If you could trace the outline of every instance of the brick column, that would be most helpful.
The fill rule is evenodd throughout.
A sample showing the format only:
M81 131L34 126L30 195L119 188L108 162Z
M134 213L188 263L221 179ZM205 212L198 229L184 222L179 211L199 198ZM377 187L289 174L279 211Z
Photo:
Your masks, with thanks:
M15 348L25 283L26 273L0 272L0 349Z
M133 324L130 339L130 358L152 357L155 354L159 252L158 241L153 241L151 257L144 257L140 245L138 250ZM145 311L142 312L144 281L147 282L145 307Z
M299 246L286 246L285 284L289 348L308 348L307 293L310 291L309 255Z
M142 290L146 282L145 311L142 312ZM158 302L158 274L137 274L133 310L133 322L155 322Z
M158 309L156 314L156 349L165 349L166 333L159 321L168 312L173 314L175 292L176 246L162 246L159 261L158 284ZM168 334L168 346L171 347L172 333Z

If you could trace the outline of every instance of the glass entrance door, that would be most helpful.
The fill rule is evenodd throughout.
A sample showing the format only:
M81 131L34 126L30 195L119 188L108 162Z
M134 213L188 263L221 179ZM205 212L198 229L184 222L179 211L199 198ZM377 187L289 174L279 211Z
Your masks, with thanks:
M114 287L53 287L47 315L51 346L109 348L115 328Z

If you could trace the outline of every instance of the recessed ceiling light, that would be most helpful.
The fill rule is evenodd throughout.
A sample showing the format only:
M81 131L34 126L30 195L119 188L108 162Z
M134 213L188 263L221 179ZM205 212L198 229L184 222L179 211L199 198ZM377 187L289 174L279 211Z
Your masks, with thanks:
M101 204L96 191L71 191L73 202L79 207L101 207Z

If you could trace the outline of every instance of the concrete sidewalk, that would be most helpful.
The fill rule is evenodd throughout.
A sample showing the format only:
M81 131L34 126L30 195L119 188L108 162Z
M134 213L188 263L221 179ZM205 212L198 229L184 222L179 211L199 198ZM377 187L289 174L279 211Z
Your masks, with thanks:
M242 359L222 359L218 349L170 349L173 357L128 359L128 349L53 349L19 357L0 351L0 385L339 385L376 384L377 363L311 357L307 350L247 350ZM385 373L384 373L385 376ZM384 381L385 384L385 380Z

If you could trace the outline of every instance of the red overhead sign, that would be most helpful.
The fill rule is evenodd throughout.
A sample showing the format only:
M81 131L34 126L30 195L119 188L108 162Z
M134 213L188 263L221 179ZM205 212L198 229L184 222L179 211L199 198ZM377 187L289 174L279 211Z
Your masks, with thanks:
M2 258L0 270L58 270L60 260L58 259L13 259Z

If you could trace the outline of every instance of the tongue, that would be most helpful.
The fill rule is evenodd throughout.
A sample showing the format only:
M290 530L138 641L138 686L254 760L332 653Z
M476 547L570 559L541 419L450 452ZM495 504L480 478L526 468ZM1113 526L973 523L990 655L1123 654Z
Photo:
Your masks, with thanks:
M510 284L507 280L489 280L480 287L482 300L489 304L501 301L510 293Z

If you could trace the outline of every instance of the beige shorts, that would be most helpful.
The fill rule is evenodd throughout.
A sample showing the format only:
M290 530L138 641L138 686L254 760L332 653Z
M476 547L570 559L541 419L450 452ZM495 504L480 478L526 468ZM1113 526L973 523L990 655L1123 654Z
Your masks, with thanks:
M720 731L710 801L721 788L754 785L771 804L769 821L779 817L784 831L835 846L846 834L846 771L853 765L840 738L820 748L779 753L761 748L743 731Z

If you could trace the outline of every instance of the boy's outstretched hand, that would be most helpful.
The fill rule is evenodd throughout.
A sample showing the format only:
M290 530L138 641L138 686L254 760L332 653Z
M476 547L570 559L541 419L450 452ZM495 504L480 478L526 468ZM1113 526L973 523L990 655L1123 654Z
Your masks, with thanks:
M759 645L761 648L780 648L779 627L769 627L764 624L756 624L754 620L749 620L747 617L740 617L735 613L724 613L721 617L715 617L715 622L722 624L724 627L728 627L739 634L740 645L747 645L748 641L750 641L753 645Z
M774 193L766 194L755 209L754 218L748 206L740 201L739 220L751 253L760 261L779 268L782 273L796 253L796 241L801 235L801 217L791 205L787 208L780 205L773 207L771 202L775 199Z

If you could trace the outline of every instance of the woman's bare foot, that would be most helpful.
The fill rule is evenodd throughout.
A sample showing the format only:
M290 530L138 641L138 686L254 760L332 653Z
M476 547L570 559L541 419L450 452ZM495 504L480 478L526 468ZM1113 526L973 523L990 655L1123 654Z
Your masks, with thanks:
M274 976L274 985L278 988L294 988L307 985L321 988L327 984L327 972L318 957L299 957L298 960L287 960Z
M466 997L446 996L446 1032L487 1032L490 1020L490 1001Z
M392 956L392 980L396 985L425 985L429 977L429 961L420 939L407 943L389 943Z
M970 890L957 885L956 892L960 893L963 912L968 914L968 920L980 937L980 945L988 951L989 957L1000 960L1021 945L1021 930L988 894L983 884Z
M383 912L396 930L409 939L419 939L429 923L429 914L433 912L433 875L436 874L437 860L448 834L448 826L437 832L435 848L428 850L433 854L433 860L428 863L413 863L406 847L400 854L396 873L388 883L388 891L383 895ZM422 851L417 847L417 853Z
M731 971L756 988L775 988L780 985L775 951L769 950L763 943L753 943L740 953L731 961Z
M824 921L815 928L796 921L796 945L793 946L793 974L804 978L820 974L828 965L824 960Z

--- --- ---

SHORT PROBLEM ▸
Reproduce all of the records above word for word, keeping every line intact.

ANSWER FOR THIS EXERCISE ▸
If you could trace the outline of every instance of the brick column, that would be most helpful.
The fill rule is evenodd throughout.
A sample showing the format only:
M81 131L34 126L30 195L119 188L108 162Z
M134 213L188 263L221 179ZM205 212L198 229L184 222L179 211L199 198ZM377 187L289 174L279 211Z
Photo:
Your masks, with thanks:
M15 348L25 283L26 273L0 272L0 349Z
M133 324L130 339L130 358L152 357L155 354L159 252L158 241L153 241L151 257L144 257L140 245L138 250ZM145 311L142 312L144 281L147 282L145 307Z
M299 246L286 246L285 284L289 348L308 348L307 293L310 291L309 255Z
M142 290L146 282L145 311L142 312ZM158 302L158 274L137 274L133 310L133 322L155 322Z
M158 309L156 314L156 349L165 349L166 333L159 321L168 312L173 314L175 292L176 246L162 246L159 261L158 284ZM168 334L168 346L171 347L172 333Z

If you could trace the outline of every instance of the glass entrance door, that would be most helpful.
The fill rule is evenodd throughout.
A sample showing the format only:
M81 131L34 126L30 195L119 188L108 162Z
M134 213L188 263L221 179ZM205 212L198 229L184 222L179 211L199 198ZM377 187L289 174L279 211Z
Your masks, with thanks:
M114 287L53 287L47 315L51 346L109 348L115 328Z

If you could trace the outline of every instance of the recessed ceiling light, that would be most helpful.
The fill rule is evenodd throughout.
A sample showing the format only:
M81 131L34 126L30 195L119 188L108 162Z
M134 213L188 263L221 179ZM205 212L198 229L184 222L179 211L199 198ZM377 187L289 174L279 211Z
Your masks, with thanks:
M101 204L96 191L71 191L73 202L79 207L101 207Z

If you could trace the outline of every instance of the concrete sidewalk, that would be most helpful.
The fill rule is evenodd throughout.
A sample showing the format only:
M81 131L34 126L30 195L119 188L108 162Z
M134 213L188 263L221 179ZM205 212L198 229L184 222L179 211L199 198ZM377 187L289 174L279 211Z
Your masks, with thanks:
M242 359L222 359L218 349L170 349L173 357L128 359L128 349L53 349L19 357L0 351L0 385L339 385L376 384L377 363L311 357L307 350L247 350ZM385 373L384 373L385 376ZM384 381L385 384L385 380Z

If you could trace the outline of every instance of the red overhead sign, that would be most helpful.
The fill rule is evenodd throughout.
A sample showing the format only:
M81 131L34 126L30 195L119 188L108 162Z
M134 213L188 263L221 179ZM205 212L198 229L184 222L179 211L199 198ZM377 187L289 174L279 211Z
Your masks, with thanks:
M2 258L0 270L58 270L60 260L58 259L13 259Z

If you could trace the outline of every instance of the tongue, that would be most helpful.
The fill rule is evenodd throughout.
A sample showing the format only:
M290 530L138 641L138 686L254 760L332 653Z
M476 547L570 559L541 419L450 452ZM495 504L480 478L526 468ZM1113 526L973 523L990 655L1123 654Z
Photo:
Your masks, with thanks:
M510 284L507 280L489 280L480 287L482 300L489 304L501 301L510 293Z

If you could trace the outline of every instance of the beige shorts, that would be most helpful.
The fill rule is evenodd throughout.
A sample showing the format only:
M290 530L138 641L138 686L254 760L332 653Z
M476 547L570 559L541 419L450 452ZM495 504L480 478L526 468ZM1113 526L973 523L990 655L1123 654Z
Your masks, with thanks:
M720 731L710 801L721 788L754 785L771 804L769 821L779 817L784 831L835 846L846 834L846 771L853 765L840 738L820 748L779 753L761 748L743 731Z

If you could trace the outline of every instance of the boy's outstretched hand, that would be most helpful.
The fill rule is evenodd throughout.
A sample showing the format only:
M290 530L138 641L138 686L254 760L332 653Z
M476 547L570 559L541 419L450 452ZM495 504L480 478L526 468ZM1113 526L973 523L990 655L1123 654Z
Your masks, with thanks:
M759 645L761 648L780 648L779 627L769 627L764 624L756 624L754 620L749 620L747 617L740 617L735 613L724 613L721 617L715 617L715 622L722 624L724 627L728 627L739 634L740 645L747 645L748 641L750 641L753 645Z
M774 193L766 194L755 209L754 218L748 206L740 201L739 220L751 253L760 261L779 268L782 273L796 253L796 241L801 235L801 217L791 205L787 208L780 205L773 207L771 202L775 199Z

If you could trace the outline of every instance of the woman's bare foot, that would be most helpful.
The fill rule is evenodd throughout.
A sample showing the format only:
M290 530L138 641L138 686L254 760L332 653Z
M476 547L570 559L541 419L450 452ZM495 504L480 478L526 468ZM1113 526L973 523L990 655L1123 654Z
Your masks, with thanks:
M274 976L274 985L278 988L294 988L307 985L321 988L327 984L327 972L318 957L299 957L298 960L287 960Z
M466 997L446 996L446 1032L487 1032L490 1020L490 1001Z
M392 956L392 980L396 985L425 985L429 977L429 961L420 939L407 943L389 943Z
M970 890L957 885L956 892L960 893L963 912L968 914L968 920L980 937L980 945L988 951L989 957L1000 960L1021 945L1021 930L988 894L983 884Z
M383 912L396 930L409 939L419 939L429 923L429 914L433 912L433 875L436 874L437 860L448 834L448 826L437 832L435 848L428 850L433 854L433 860L428 863L413 863L406 847L400 854L396 873L388 883L388 891L383 895ZM422 851L417 847L417 853Z
M731 971L756 988L775 988L780 985L775 951L769 950L763 943L753 943L740 953L731 961Z
M824 921L815 928L796 921L796 945L793 946L793 974L804 978L820 974L828 965L824 960Z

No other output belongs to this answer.